Message Queues & StreamingMessage Queue FundamentalsHard⏱️ ~3 min

Transactional Outbox Pattern for Reliable Publishing

The dual write problem occurs when you need to atomically update a database and publish a message: if you write to the database then publish, a crash after the commit but before publishing loses the message; if you publish then write, a crash loses the database update but the message is already sent. The transactional outbox pattern solves this by writing both the domain state change and a "to be published" event record in a single database transaction, then using a separate relay process to read from the outbox table and publish to the queue. The implementation has three components. First, your application transaction writes to both your domain tables (orders, accounts) and an outbox table with columns like id, aggregate_id, event_type, payload, created_at, published_at. Second, a relay process (separate service or background worker) polls the outbox table for unpublished rows (WHERE published_at IS NULL ORDER BY created_at), publishes each to the message queue, then marks published_at. Third, the relay handles idempotency: if it crashes after publishing but before marking, it will retry; the queue's deduplication or the consumer's idempotency must handle this. This pattern provides guaranteed at least once delivery: as long as the database transaction commits, the event will eventually be published, even if the relay crashes repeatedly. The trade off is added latency (events are published milliseconds to seconds after commit, depending on relay polling interval) and operational complexity (the relay is a new component to monitor and scale). Companies like Uber and DoorDash use variants of this pattern extensively for event driven architectures where consistency between local state and published events is critical. An alternative is change data capture (CDC) where a tool like Debezium tails the database transaction log and publishes changes as events. This eliminates the outbox table and application code changes but couples your event stream to database internals, requires running and operating the CDC pipeline, and makes schema evolution harder since events are shaped by table structure rather than domain logic.

▶ [Aim]
Extract the full page on the transactional outbox pattern, word for word, without changing anything. The lines that follow come from a different source than the page above.

Lines of data:
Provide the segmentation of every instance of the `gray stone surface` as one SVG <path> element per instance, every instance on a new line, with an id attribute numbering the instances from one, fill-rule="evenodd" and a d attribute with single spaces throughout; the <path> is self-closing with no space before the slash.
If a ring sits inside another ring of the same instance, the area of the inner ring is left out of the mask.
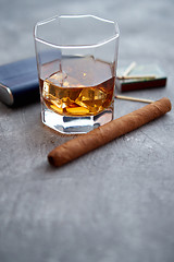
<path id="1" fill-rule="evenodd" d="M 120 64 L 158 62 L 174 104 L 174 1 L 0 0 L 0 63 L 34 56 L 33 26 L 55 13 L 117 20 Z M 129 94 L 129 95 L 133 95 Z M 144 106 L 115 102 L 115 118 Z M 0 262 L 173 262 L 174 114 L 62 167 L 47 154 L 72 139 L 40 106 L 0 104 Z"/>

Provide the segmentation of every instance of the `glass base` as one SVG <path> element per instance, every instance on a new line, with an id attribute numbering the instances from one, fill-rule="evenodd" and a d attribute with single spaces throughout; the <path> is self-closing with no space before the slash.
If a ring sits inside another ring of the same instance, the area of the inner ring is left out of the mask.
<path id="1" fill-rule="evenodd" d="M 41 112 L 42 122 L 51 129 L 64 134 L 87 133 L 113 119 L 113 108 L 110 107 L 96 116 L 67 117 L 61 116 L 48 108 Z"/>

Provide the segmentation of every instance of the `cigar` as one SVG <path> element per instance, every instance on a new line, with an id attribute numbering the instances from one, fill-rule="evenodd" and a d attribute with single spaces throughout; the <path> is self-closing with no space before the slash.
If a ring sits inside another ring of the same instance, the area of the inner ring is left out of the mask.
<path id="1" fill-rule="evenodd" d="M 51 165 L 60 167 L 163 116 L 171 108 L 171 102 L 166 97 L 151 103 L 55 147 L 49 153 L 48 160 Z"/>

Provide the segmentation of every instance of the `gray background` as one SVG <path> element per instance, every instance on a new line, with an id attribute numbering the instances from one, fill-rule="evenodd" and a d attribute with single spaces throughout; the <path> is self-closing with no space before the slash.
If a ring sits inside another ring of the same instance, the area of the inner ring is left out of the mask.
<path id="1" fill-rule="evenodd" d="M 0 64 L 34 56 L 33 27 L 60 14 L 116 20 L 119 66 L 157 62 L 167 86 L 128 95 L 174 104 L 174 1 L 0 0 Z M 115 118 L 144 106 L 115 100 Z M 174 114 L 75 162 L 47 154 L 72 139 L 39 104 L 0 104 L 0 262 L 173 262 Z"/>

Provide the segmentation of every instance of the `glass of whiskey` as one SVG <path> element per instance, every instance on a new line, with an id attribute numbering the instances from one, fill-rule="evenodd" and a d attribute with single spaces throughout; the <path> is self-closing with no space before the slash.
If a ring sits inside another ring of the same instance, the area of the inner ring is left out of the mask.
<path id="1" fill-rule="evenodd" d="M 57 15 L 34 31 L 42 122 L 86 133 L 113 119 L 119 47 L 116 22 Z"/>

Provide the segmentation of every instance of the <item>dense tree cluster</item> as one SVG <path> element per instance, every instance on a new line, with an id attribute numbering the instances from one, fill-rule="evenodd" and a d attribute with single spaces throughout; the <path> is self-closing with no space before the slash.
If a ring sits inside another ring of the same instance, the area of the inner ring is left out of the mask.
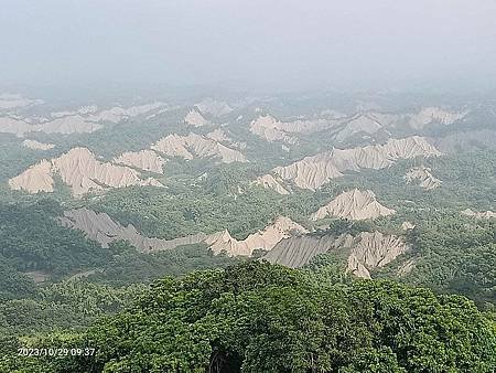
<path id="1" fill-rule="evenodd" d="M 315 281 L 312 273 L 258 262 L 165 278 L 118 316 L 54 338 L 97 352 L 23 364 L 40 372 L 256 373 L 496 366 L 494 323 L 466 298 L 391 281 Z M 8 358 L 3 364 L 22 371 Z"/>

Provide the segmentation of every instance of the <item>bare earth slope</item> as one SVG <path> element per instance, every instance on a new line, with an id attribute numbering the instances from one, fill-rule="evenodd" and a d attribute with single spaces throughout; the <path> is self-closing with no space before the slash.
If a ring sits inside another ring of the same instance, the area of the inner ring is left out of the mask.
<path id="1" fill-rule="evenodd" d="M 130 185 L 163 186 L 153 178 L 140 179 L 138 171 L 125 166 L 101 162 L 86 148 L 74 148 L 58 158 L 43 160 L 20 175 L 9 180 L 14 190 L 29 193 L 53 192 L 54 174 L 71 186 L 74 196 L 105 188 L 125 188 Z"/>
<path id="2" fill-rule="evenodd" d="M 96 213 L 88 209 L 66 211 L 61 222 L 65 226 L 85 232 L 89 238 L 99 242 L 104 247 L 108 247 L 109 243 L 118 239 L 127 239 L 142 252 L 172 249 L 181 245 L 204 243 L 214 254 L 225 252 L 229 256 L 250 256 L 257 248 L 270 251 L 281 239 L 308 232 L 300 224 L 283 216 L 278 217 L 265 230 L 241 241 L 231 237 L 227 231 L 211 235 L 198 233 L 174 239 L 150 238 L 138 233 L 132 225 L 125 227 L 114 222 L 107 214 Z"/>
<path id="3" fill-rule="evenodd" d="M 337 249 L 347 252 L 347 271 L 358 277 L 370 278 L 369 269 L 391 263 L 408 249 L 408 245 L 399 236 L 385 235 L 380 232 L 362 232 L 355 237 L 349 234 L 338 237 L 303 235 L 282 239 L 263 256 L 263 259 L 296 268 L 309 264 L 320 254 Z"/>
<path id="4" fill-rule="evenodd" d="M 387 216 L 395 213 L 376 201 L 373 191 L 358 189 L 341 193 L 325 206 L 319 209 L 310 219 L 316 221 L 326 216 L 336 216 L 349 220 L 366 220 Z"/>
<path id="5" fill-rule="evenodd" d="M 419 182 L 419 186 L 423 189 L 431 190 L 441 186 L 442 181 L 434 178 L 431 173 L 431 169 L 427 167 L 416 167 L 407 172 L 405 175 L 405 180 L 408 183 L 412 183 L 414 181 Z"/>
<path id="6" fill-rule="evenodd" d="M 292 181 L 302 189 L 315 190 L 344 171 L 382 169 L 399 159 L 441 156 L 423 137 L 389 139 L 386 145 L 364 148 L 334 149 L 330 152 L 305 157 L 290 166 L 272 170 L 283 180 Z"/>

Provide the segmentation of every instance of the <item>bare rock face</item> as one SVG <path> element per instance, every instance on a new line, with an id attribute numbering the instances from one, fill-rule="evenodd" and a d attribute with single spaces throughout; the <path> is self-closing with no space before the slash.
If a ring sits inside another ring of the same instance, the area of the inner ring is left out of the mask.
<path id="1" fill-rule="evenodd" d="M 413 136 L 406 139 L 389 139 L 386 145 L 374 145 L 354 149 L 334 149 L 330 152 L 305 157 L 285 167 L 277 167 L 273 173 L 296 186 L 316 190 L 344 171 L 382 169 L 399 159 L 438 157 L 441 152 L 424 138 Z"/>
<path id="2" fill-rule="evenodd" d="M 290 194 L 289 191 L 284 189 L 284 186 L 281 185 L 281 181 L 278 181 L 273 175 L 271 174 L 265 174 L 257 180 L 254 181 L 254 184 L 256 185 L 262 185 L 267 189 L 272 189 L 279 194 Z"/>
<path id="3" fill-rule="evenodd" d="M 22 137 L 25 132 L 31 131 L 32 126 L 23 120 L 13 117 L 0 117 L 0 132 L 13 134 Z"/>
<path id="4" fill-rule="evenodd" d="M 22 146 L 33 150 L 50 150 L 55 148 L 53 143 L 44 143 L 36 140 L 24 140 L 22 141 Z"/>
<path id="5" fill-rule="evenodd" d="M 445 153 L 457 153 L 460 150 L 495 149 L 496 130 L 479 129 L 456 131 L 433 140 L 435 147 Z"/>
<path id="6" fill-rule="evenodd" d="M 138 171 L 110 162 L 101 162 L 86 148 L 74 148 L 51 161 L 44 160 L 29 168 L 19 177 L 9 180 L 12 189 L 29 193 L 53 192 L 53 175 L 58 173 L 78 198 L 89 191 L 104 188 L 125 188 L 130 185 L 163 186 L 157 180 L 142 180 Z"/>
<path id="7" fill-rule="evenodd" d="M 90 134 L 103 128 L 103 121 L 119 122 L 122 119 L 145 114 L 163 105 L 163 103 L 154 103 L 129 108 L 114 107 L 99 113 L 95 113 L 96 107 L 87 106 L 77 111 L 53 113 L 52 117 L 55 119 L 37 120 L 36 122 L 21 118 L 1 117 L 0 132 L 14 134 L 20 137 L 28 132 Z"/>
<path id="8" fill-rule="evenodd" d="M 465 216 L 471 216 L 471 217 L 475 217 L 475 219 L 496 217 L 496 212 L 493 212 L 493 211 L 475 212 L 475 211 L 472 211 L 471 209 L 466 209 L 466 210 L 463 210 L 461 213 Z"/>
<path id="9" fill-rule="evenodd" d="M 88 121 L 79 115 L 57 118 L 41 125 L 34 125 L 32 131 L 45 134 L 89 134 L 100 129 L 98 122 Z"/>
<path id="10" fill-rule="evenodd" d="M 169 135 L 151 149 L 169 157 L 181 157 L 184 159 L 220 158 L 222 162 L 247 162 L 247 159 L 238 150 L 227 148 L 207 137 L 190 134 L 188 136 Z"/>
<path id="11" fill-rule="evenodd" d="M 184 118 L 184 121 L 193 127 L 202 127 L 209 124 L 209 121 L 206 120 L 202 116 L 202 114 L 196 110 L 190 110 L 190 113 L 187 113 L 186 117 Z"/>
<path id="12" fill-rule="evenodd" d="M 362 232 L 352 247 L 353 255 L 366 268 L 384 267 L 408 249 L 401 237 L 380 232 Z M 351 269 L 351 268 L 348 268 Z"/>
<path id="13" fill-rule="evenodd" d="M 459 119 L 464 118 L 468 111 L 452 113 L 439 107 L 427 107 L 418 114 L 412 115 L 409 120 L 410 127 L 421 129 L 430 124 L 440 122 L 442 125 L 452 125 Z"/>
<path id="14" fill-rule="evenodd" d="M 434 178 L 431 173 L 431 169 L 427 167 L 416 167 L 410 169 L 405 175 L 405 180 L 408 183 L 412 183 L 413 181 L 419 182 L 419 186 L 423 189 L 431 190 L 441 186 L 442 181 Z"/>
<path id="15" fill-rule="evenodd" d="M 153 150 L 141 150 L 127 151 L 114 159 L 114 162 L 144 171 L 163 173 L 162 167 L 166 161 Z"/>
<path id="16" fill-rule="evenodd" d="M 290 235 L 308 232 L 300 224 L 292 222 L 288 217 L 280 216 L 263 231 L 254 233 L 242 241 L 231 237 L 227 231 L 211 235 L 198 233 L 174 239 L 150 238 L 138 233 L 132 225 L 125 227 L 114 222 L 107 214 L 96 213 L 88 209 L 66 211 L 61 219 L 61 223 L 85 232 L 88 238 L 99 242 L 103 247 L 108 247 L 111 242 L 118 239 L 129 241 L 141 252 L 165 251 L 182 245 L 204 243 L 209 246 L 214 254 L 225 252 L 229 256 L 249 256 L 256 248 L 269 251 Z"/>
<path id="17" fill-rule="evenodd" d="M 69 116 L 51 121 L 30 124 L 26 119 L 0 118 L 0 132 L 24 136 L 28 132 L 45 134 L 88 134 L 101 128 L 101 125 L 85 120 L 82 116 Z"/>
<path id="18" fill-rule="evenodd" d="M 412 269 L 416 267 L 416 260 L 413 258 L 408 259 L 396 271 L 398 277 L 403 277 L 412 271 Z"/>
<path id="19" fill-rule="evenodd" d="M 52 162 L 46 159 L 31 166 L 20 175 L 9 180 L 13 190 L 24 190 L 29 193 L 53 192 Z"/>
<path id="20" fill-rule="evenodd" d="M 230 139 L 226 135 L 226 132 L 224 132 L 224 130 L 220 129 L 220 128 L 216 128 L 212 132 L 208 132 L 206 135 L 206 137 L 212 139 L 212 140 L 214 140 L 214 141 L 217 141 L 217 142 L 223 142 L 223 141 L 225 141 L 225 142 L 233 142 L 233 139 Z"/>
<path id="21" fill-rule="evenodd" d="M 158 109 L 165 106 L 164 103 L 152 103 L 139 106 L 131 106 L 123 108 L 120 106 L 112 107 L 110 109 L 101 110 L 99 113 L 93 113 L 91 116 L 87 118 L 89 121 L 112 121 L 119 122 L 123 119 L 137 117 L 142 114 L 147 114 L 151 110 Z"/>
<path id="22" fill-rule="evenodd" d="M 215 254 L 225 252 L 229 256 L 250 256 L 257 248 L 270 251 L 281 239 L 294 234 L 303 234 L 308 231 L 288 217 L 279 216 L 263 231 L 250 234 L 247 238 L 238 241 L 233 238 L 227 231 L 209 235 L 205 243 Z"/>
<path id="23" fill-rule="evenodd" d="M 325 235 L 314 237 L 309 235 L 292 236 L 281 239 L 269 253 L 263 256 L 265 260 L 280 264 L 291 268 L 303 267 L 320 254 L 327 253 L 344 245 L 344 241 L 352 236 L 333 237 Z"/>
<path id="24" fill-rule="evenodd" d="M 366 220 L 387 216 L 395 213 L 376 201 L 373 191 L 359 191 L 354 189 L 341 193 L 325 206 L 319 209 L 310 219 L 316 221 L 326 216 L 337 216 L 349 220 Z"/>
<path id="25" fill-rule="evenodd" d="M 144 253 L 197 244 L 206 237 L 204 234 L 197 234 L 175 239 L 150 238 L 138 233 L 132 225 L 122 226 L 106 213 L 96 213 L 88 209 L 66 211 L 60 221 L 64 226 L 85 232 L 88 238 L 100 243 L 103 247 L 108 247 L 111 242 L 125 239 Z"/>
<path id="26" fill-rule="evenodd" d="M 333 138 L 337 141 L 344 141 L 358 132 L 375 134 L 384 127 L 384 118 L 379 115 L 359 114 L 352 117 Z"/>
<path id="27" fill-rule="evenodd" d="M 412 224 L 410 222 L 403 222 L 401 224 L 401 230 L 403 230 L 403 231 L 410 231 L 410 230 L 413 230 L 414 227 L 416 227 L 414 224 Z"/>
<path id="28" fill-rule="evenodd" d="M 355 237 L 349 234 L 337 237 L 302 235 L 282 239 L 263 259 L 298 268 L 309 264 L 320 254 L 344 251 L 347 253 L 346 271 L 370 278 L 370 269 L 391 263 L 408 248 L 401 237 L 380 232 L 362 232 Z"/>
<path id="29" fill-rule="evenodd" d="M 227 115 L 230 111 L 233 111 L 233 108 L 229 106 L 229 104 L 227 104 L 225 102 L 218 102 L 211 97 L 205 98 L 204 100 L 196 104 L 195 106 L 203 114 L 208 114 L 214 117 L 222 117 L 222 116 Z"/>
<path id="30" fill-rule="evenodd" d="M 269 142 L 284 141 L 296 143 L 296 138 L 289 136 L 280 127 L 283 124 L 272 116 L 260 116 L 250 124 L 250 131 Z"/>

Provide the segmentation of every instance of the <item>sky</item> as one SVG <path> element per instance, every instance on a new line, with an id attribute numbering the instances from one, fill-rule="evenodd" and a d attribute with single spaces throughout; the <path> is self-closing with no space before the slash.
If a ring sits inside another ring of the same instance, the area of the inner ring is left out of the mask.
--
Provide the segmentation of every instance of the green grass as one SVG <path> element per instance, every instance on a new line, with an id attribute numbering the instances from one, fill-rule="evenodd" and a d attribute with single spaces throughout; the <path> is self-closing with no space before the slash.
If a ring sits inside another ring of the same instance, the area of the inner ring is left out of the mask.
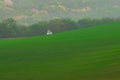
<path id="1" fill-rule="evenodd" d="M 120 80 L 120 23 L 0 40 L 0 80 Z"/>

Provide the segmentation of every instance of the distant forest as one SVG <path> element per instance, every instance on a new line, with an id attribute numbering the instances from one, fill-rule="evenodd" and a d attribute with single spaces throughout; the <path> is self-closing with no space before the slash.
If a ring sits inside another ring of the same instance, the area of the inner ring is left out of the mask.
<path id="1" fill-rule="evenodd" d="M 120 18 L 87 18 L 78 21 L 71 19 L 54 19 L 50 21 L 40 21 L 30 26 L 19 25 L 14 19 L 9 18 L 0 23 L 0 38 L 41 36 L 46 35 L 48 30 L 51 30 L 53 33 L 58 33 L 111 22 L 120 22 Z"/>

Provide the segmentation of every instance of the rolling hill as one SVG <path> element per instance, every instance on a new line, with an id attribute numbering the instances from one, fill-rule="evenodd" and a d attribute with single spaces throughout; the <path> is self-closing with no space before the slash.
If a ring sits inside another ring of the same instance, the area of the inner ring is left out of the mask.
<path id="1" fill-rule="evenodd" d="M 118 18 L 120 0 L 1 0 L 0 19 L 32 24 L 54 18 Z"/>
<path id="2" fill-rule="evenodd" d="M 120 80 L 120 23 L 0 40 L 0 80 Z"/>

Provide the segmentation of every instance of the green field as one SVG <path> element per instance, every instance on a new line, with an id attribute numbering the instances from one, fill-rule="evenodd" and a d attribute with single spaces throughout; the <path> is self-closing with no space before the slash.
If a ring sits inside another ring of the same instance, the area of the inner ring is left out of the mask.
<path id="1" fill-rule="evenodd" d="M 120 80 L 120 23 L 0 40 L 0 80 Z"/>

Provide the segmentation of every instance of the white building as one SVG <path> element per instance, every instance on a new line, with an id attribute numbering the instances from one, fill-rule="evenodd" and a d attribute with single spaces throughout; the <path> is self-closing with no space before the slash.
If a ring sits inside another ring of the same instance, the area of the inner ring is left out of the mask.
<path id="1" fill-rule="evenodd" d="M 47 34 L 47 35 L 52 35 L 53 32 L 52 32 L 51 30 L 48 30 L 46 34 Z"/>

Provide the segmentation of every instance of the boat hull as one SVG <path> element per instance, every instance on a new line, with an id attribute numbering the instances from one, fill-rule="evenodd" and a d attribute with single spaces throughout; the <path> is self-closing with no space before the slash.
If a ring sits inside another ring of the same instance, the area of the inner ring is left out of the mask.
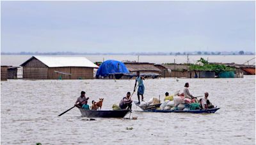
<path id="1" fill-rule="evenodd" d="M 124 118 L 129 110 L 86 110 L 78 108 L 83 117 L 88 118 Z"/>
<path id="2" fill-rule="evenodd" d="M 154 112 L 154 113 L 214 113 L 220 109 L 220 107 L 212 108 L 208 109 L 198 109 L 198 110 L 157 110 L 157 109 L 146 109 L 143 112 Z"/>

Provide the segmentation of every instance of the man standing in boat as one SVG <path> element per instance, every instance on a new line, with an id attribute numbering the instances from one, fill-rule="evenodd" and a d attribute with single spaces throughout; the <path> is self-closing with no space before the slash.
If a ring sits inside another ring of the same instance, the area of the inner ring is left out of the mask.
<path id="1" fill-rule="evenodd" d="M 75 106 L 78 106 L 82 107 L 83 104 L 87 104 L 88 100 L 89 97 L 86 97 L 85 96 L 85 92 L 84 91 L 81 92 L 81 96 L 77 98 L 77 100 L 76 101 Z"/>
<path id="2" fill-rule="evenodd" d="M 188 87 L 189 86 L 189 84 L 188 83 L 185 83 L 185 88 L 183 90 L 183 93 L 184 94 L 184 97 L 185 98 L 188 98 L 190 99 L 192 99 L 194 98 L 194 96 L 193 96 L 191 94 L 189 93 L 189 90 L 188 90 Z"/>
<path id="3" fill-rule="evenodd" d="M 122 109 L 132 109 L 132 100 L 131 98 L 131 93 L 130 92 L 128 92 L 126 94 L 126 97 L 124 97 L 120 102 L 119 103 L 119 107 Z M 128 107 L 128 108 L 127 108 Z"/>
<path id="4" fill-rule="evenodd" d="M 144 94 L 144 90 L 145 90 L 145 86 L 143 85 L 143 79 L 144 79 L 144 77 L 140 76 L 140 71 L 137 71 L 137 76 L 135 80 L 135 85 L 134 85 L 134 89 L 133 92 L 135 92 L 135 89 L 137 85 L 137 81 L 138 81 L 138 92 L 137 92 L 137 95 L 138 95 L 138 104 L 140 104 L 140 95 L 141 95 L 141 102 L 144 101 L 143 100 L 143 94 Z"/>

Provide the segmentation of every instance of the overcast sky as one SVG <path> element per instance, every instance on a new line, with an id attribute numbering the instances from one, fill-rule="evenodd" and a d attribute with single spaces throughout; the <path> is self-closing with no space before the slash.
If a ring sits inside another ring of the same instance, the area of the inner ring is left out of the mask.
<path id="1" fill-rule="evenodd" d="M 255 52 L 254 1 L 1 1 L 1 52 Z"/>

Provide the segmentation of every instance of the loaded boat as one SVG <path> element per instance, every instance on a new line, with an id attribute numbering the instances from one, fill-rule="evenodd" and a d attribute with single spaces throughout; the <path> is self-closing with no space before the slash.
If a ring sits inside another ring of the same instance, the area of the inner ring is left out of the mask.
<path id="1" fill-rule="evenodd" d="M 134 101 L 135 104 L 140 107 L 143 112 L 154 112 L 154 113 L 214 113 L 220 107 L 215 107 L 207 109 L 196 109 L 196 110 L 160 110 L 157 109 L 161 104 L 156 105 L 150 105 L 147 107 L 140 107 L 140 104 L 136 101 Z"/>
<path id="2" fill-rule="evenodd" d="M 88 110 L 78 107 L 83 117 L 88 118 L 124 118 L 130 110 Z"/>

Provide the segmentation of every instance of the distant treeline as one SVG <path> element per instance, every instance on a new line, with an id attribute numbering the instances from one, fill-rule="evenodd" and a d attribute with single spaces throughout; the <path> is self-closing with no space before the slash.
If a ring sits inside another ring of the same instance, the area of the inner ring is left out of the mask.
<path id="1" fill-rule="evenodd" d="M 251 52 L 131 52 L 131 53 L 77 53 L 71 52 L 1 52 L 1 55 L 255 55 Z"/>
* * *
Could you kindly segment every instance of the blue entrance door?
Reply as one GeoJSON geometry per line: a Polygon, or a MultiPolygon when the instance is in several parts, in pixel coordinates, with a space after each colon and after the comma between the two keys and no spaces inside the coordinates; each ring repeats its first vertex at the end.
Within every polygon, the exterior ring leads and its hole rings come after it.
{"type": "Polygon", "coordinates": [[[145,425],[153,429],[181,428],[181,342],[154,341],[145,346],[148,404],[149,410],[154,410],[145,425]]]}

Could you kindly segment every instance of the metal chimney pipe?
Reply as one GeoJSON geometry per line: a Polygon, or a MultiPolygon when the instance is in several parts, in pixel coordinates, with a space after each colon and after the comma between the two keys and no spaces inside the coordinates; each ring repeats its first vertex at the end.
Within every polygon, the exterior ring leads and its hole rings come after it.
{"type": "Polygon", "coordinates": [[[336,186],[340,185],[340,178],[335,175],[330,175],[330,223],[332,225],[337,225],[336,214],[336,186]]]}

▶ [Task output]
Message Queues & StreamingMessage Queue FundamentalsHard⏱️ ~3 min

Transactional Outbox Pattern for Reliable Publishing

The dual write problem occurs when you need to atomically update a database and publish a message: if you write to the database then publish, a crash after the commit but before publishing loses the message; if you publish then write, a crash loses the database update but the message is already sent. The transactional outbox pattern solves this by writing both the domain state change and a "to be published" event record in a single database transaction, then using a separate relay process to read from the outbox table and publish to the queue. The implementation has three components. First, your application transaction writes to both your domain tables (orders, accounts) and an outbox table with columns like id, aggregate_id, event_type, payload, created_at, published_at. Second, a relay process (separate service or background worker) polls the outbox table for unpublished rows (WHERE published_at IS NULL ORDER BY created_at), publishes each to the message queue, then marks published_at. Third, the relay handles idempotency: if it crashes after publishing but before marking, it will retry; the queue's deduplication or the consumer's idempotency must handle this. This pattern provides guaranteed at least once delivery: as long as the database transaction commits, the event will eventually be published, even if the relay crashes repeatedly. The trade off is added latency (events are published milliseconds to seconds after commit, depending on relay polling interval) and operational complexity (the relay is a new component to monitor and scale). Companies like Uber and DoorDash use variants of this pattern extensively for event driven architectures where consistency between local state and published events is critical. An alternative is change data capture (CDC) where a tool like Debezium tails the database transaction log and publishes changes as events. This eliminates the outbox table and application code changes but couples your event stream to database internals, requires running and operating the CDC pipeline, and makes schema evolution harder since events are shaped by table structure rather than domain logic.